**TASK DESCRIPTION**:
Return every line of the listing below unchanged, in the same order.

**PROVIDED RECORDS**:
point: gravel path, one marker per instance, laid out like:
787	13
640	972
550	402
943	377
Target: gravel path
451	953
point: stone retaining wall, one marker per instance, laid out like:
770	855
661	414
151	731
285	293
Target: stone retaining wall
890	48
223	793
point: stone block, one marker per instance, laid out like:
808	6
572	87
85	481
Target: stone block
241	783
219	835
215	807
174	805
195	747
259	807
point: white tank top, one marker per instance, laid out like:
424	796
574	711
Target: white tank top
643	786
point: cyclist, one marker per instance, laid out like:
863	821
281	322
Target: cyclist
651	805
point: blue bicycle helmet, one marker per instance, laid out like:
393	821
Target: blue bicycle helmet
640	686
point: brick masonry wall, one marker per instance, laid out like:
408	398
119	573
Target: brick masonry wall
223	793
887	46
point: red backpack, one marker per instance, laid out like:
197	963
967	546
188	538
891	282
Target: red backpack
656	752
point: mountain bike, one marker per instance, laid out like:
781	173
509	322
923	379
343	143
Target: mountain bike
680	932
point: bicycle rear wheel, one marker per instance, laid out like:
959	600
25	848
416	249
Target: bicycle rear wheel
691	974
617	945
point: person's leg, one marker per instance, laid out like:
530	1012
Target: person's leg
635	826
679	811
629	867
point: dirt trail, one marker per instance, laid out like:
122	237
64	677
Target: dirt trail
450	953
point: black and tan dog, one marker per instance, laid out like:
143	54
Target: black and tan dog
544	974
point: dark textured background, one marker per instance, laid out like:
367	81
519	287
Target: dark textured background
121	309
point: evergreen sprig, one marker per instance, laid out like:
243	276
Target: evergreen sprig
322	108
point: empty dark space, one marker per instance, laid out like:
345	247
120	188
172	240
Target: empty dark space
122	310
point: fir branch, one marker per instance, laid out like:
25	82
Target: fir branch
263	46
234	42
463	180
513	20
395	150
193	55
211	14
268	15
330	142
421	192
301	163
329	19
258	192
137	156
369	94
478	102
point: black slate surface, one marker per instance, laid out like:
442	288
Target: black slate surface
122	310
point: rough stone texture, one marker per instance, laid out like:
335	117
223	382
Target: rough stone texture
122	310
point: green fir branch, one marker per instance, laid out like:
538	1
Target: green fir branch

**CORRECT ANSWER**:
point: gravel path, one marker per instance, laid out like:
787	13
640	972
550	402
943	377
Target: gravel path
451	953
point: stone retaining wall, one marker per instance, laid out like:
770	855
661	414
151	731
285	293
Target: stone retaining wall
890	48
223	793
point: stone block, one marker per instance, laid out like:
808	6
572	87
85	481
Target: stone block
241	783
219	835
215	807
174	805
195	747
259	807
point: white tank top, one marker per instance, laid out like:
424	796
574	711
Target: white tank top
643	786
point: cyclist, one marker per instance, laid out like:
863	821
281	322
Target: cyclist
651	805
point: blue bicycle helmet, one marker per instance, laid out like:
393	821
Target: blue bicycle helmet
640	686
point: brick masonry wall, one marker per instance, laid out like:
408	398
119	573
Target: brick masonry wall
223	793
887	46
point: red backpack, one marker per instance, laid out like:
197	963
967	546
188	538
891	282
Target: red backpack
656	752
point: mountain bike, one marker per instance, laid out like:
781	173
509	322
923	379
343	143
Target: mountain bike
680	932
point: bicycle rear wheel, one marker per instance, laid out like:
959	600
25	848
416	249
Target: bicycle rear wheel
691	974
617	945
point: person's leg, one marker per instance, laid out like:
530	1012
Target: person's leg
635	826
679	811
629	867
point: dirt trail, one marker per instance, laid out like:
122	237
64	677
Target: dirt trail
450	953
point: black and tan dog, one marker per instance, laid out like:
143	54
Target: black and tan dog
544	974
point: dark textured background, one marker per instance, laid out like:
367	81
519	287
Target: dark textured background
121	309
point: evergreen sprig, one marker per instance, laid out like:
243	276
Target: evergreen sprig
322	108
point: empty dark space, one marker per instance, laid out like:
345	247
120	188
172	240
Target: empty dark space
122	310
point: fir branch, one marker per instance, laid out like:
25	82
Target: fir branch
263	46
234	42
463	180
513	20
395	150
193	55
211	14
268	15
330	142
421	192
301	163
329	19
258	192
137	156
369	94
478	102
point: black slate surface, one marker per instance, laid out like:
442	288
Target: black slate surface
122	310
point: rough stone texture, one marker per instance, laid out like:
335	117
223	382
Target: rough stone texture
122	310
point: green fir branch, one marker per instance, laid out like:
538	1
Target: green fir branch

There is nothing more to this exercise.